### Work required
Please copy out the lines in the entries that contain "shaped".

Extracted information: Begin

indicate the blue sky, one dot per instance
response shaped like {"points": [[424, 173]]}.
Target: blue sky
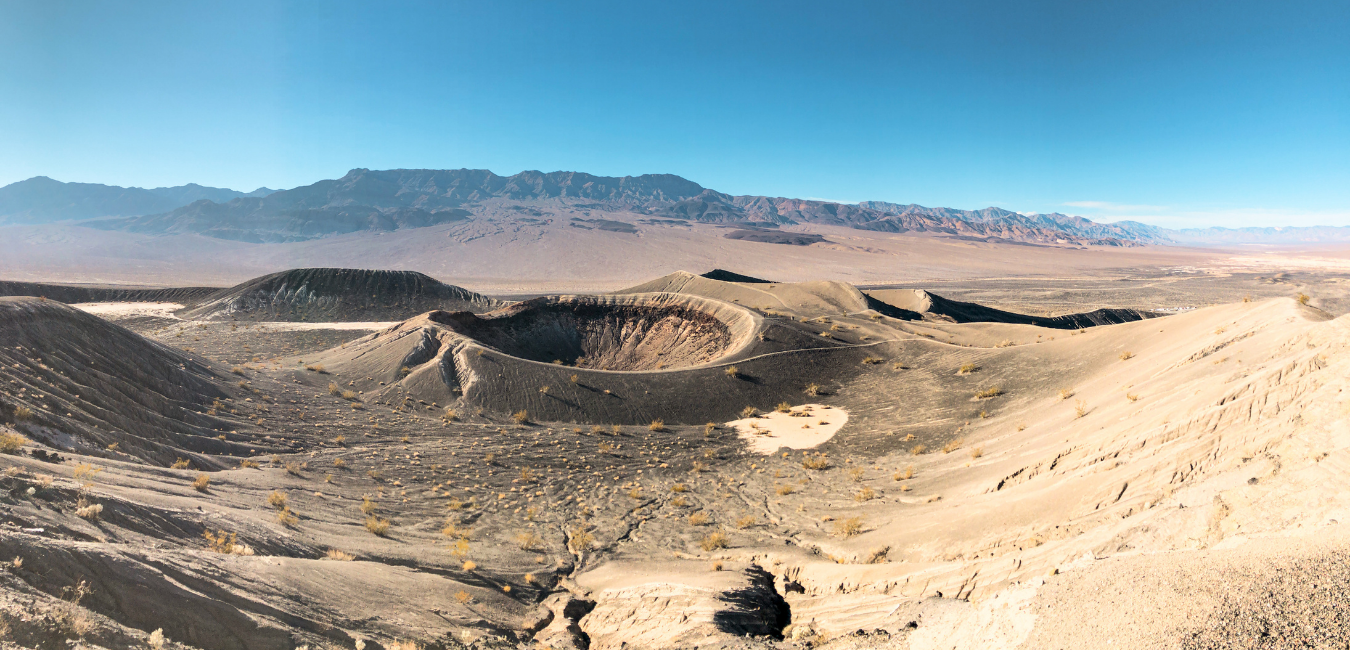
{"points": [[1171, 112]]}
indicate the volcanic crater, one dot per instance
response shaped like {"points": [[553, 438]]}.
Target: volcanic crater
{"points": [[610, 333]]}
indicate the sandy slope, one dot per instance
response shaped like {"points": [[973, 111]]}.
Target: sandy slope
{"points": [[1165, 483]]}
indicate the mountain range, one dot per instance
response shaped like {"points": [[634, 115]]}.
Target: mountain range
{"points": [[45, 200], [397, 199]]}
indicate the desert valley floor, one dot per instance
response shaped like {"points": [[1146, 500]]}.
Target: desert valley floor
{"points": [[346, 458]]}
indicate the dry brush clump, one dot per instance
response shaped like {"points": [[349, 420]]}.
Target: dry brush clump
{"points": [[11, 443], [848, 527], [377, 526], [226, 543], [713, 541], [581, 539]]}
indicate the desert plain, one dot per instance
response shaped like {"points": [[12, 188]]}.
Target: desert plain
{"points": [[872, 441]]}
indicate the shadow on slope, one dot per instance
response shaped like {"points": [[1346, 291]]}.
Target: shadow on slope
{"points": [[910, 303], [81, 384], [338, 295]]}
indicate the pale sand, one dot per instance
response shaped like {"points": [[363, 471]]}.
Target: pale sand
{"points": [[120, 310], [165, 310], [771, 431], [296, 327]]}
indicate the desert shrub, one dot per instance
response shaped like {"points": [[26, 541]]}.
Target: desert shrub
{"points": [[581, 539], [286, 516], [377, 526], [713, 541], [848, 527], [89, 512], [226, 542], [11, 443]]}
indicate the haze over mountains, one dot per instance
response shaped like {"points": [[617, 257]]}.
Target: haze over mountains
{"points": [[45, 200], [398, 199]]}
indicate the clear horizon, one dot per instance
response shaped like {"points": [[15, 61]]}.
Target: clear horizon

Extracted information: End

### Answer box
response shaped like {"points": [[424, 173]]}.
response shaped like {"points": [[553, 438]]}.
response shaped like {"points": [[973, 111]]}.
response shaped like {"points": [[634, 115]]}.
response shaped like {"points": [[1146, 500]]}.
response shaped like {"points": [[349, 420]]}.
response shaped like {"points": [[12, 188]]}.
response shaped like {"points": [[1346, 291]]}.
response shaped like {"points": [[363, 471]]}.
response shaped like {"points": [[26, 541]]}.
response shaped like {"points": [[617, 257]]}.
response shaped like {"points": [[15, 61]]}.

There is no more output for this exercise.